DATA PROVIDED —
***

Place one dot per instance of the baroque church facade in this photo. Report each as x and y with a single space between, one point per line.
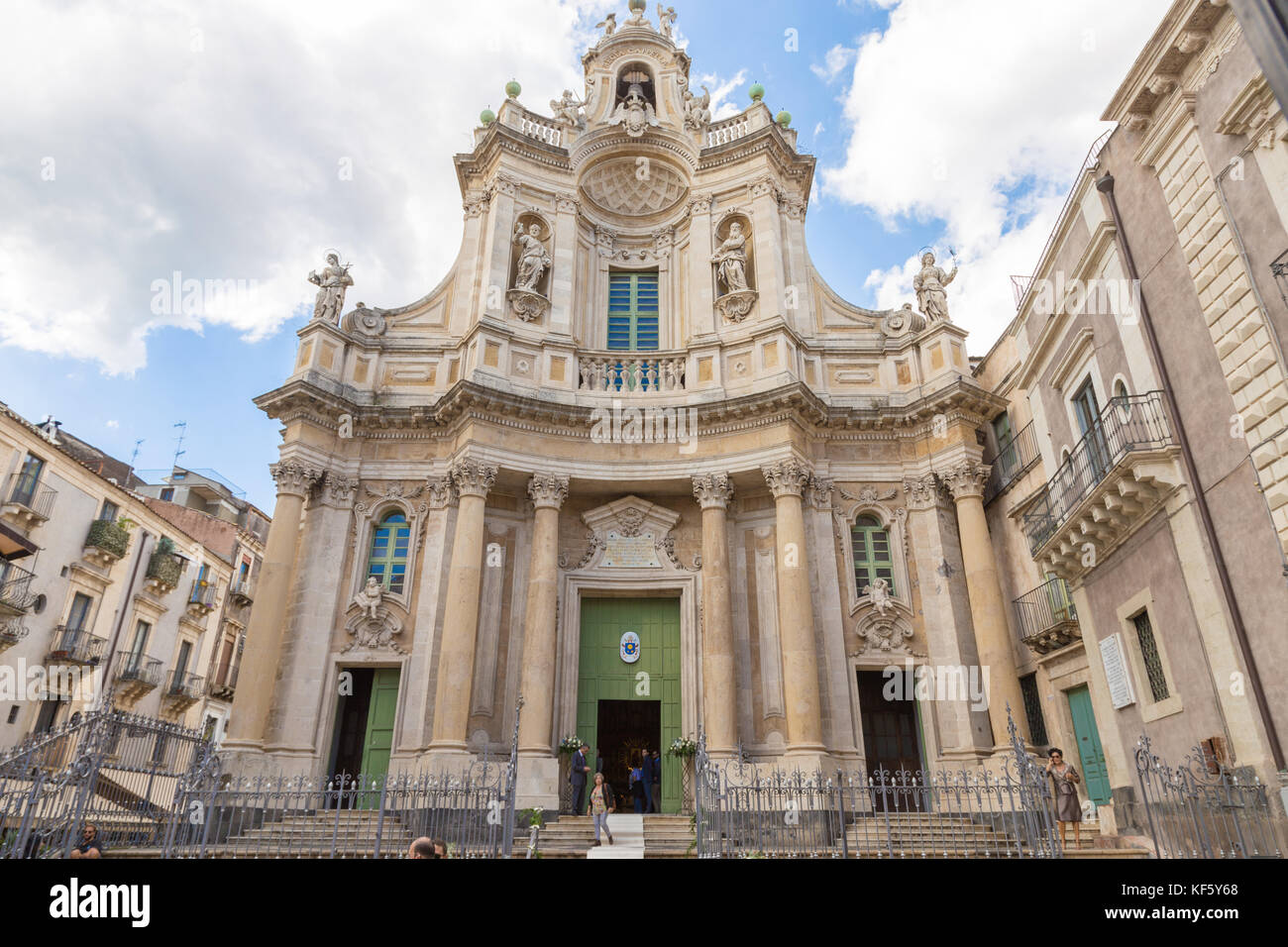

***

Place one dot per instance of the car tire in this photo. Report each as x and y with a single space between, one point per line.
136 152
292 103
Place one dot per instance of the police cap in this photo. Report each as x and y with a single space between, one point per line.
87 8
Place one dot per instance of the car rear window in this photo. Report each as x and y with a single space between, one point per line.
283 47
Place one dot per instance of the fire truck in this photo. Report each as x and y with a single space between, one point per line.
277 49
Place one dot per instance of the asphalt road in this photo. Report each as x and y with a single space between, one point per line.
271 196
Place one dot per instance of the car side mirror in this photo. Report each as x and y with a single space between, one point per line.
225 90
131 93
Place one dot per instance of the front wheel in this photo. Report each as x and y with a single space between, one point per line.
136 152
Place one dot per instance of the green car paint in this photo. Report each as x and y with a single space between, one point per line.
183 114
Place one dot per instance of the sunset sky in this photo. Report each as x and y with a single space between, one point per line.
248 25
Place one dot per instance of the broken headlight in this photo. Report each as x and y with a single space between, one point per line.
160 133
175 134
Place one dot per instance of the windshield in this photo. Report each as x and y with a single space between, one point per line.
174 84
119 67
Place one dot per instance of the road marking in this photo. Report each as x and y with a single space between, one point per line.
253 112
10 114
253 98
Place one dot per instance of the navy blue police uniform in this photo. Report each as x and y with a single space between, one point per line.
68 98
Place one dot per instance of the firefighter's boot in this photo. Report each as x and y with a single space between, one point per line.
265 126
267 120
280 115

***

THE PROBLEM —
Report every line of the rows above that contains the word "police", matching its case exactly.

RESPONSE FOR THIS EXERCISE —
Place one dot per instance of the police cap in this photo. Report each as x and y with a single space between, one point per line.
Place one dot per instance of the navy blue police uniform in this photo. Report each as x and y with a single space between, one point per line.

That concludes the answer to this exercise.